▸ Fragmento del documento:
Quién podía imaginar que la primera grieta en el Telón de Acero no surgiría de un conflicto sino de una inocente merienda campestre? Fue precisamente eso lo que pasó hace 30 años en la frontera entre Hungría y Austria en la recta final de la Guerra Fría. El 19 de agosto de 1989, el eurodiputado conservador alemán Otto von Habsburg y el reformista ministro húngaro Imre Pozsgay decidieron organizar un “picnic paneuropeo” a las afueras de la ciudad húngara de Sopron, en la frontera con Austria. Las hojas volantes que publicitaban aquella cita anunciaban que a partir de las 15.00 horas se permitiría durante tres horas un “inédito y ocasional cruce de la frontera” en ese punto. Incluso se animaba a los asistentes a cortar un trozo de la alambrada y que se la llevaran a casa de recuerdo.

La ceremonia buscaba confraternizar a ciudadanos de la Hungría comunista y Austria -económicamente capitalista pero políticamente neutral- en pleno deshielo de la Guerra Fría, propiciado por la política aperturista de Mijaíl Gorbachov en la Unión Soviética.

▸ Qué hacer:
Prosigue el texto sobre el picnic paneuropeo de 1989 a partir de su última oración. No hace falta consultar el material que sigue.

▸ Información proporcionada:
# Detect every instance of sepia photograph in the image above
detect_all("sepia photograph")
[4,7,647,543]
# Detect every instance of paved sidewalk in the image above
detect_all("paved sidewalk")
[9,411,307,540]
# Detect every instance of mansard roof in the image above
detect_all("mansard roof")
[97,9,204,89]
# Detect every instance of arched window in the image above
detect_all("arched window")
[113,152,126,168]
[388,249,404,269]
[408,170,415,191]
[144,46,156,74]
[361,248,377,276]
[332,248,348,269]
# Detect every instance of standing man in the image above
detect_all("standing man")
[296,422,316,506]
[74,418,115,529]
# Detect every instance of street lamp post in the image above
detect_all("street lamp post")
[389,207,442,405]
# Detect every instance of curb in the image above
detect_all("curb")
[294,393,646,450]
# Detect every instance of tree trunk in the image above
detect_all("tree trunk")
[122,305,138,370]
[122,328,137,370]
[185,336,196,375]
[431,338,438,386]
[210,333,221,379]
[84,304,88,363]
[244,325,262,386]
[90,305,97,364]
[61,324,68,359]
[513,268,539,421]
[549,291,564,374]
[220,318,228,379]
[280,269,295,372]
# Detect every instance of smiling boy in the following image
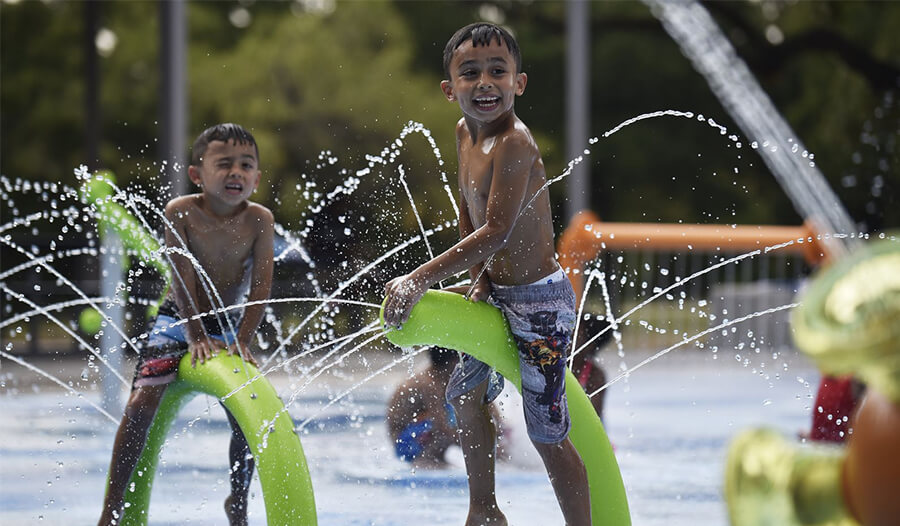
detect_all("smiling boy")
[99,124,274,526]
[384,23,591,526]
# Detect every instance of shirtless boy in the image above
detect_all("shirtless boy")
[98,124,274,526]
[384,23,591,526]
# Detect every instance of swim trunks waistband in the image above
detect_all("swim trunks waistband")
[491,267,568,289]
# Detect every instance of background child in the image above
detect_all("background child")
[385,347,457,467]
[384,23,591,526]
[99,124,274,526]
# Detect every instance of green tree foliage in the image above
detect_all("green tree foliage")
[0,0,900,240]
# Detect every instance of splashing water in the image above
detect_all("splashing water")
[0,110,864,524]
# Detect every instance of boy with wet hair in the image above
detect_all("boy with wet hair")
[384,23,591,526]
[98,124,275,526]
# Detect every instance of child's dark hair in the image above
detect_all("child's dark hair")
[444,22,522,78]
[191,122,259,166]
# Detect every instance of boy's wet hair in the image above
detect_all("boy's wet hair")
[191,122,259,166]
[444,22,522,79]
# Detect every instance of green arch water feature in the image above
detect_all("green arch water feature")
[114,352,317,526]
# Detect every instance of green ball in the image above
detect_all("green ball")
[78,308,103,334]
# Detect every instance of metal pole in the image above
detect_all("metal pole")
[159,0,188,197]
[565,0,591,222]
[643,0,860,258]
[84,2,100,171]
[100,234,127,414]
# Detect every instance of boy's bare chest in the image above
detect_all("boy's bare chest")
[459,147,494,211]
[186,221,255,268]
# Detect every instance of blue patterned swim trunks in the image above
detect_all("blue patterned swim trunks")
[447,271,575,444]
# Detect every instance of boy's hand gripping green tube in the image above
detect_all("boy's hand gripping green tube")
[112,352,317,526]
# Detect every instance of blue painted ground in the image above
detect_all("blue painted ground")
[0,351,818,526]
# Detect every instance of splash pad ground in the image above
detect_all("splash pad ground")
[0,350,819,526]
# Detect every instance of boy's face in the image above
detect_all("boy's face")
[441,40,528,122]
[188,140,260,205]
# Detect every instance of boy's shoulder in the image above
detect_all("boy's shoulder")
[244,201,275,222]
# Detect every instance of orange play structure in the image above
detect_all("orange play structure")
[557,211,900,526]
[556,210,827,302]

▸ Resultado esperado:
Apenas unas semanas atrás, el 27 de junio, el ministro húngaro de Exteriores, Gyula Horn, y su homólogo austríaco, Alois Mock, habían cortado juntos una alambrada en la frontera entre ambos países como un gesto de paz. Las imágenes dieron la vuelta al mundo.

En esos meses Hungría parecía el lugar por el que el muro que separaba ambos bloques pudiera caer antes. Y eso llevó a que miles de ciudadanos de la comunista República Democrática Alemana (RDA) se desplazasen allí para tratar de cruzar la frontera.

En el Este de Berlín la guardia fronteriza comunista disparaba contra quienes intentaran llegar a Occidente. Aprovechando el verano, muchos alemanes de la RDA viajaron a Hungría -un socio comunista- para bañarse en el lago Balaton y, de paso, probar si las fronteras allí eran tan herméticas como en su país. El picnic estaba previsto, sobre todo, para austríacos y húngaros, pero la noticia corrió como la pólvora y cientos de alemanes del Este acudieron con la idea de aprovechar la ceremonia para escapar a Occidente.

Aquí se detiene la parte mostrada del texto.